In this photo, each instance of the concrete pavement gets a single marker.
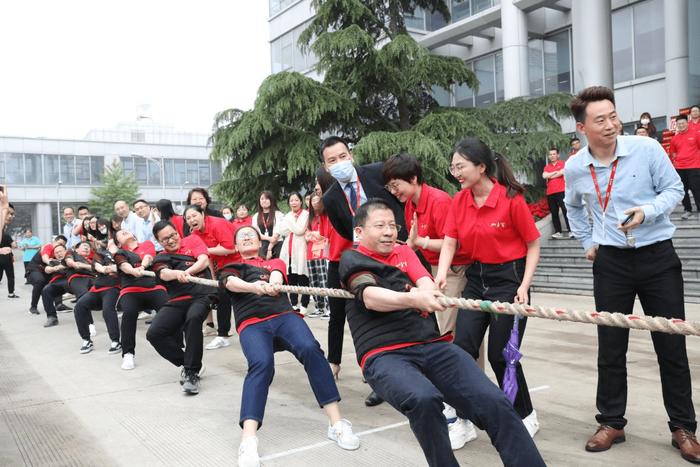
(58, 407)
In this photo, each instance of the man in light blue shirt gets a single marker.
(631, 187)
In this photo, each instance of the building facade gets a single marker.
(44, 175)
(648, 51)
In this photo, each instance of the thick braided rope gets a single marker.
(647, 323)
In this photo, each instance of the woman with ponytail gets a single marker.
(490, 223)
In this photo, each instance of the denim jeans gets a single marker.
(259, 343)
(417, 380)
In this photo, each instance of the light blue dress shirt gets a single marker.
(644, 177)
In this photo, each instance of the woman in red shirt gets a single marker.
(489, 222)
+++++
Exercise description: With the pictures omitted, reproduce the data above exactly.

Your solution:
In this photo, each instance of the concrete pavement gets a single marker.
(58, 407)
In this photo, each instance of the man in light blue shirt gets a single marker.
(631, 187)
In this photo, each instance of the building facade gets a single marker.
(44, 175)
(648, 51)
In this photo, each instance of the thick braided rope gets a single marker.
(647, 323)
In this photo, each instance of the woman with ponytail gets a single marker.
(490, 223)
In this photo, each instance of the denim jeans gets a single marker.
(259, 343)
(417, 380)
In this photo, each instance of the light blue dress shirt gets a single marker.
(644, 177)
In this photo, each instance of the woman in red shirt gets a single marker.
(489, 222)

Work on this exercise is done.